## TO BE DONE:
Return every one of the following items verbatim, with no changes.

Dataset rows
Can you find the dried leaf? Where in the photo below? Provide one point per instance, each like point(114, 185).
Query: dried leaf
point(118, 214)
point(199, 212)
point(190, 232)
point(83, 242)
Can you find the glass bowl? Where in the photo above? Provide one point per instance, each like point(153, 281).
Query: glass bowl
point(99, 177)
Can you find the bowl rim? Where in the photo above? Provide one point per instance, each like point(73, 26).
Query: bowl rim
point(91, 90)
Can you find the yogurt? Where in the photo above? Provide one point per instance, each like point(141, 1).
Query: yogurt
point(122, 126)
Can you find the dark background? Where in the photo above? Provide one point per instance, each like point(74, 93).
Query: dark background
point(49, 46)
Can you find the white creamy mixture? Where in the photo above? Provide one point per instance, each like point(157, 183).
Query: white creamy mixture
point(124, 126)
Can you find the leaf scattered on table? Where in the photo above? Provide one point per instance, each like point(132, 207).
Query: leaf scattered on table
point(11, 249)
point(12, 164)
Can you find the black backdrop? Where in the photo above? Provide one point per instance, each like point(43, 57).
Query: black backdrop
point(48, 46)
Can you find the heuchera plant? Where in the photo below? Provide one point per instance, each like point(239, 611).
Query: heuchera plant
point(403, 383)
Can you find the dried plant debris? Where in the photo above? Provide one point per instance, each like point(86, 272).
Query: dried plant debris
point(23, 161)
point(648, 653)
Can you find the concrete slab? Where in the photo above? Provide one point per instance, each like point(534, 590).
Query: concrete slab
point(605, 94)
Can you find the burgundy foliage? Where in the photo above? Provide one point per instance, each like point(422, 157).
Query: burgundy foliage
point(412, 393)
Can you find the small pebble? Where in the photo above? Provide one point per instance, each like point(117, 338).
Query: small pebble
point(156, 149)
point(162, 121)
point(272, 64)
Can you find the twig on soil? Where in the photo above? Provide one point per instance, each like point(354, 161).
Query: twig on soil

## ANSWER IN FULL:
Can you find the dried leaf? Where in the photo below? Provide one point per instance, each like point(114, 185).
Query: dried leaf
point(118, 214)
point(199, 212)
point(190, 232)
point(83, 242)
Can you find the glass bowl? Where in the photo above? Provide one point per instance, each like point(153, 281).
Query: glass bowl
point(99, 177)
Can you find the bowl rim? Where in the photo above? Provide one point per instance, each like point(73, 26).
Query: bowl rim
point(91, 90)
Can you find the yogurt? Where in the photo above? Provide one point per instance, each like point(141, 1).
Query: yogurt
point(122, 126)
Can you find the dark background? Where in the photo above? Provide one point per instance, each like point(74, 93).
Query: dark background
point(49, 46)
Can you find the white creamy mixture? Where in the photo above? Provide one point per instance, each like point(157, 183).
Query: white creamy mixture
point(124, 126)
Can you find the leaf scattered on table? Where in the photo above? Provide one point per instance, each like point(132, 207).
Query: leaf scattered on table
point(11, 249)
point(12, 164)
Can you find the black backdrop? Where in the photo above? Provide one point per instance, each like point(43, 57).
Query: black backdrop
point(48, 46)
Can you find the heuchera plant? Where in the photo below? Provide one point per instance, each like point(239, 611).
Query: heuchera plant
point(403, 383)
Can you find the dried plant debris? Where in the photo above? Provide one point per instance, each like point(86, 272).
Query: dried plant debris
point(23, 161)
point(648, 653)
Can you find the concrete slab? Where in the photo above? Provide one point per instance, each like point(534, 590).
Query: concrete slab
point(605, 94)
Can you find the burgundy foliage? Where in the photo above? Provide one point per instance, each like point(422, 157).
Query: burgundy foliage
point(412, 393)
Can you find the small pebble? Where in the photo above? Provide one point per instance, each like point(117, 338).
Query: small pebble
point(156, 149)
point(162, 121)
point(272, 64)
Can you find the twig on soil? Where in the photo above? Provide one point per instance, each like point(354, 161).
Query: twig on soil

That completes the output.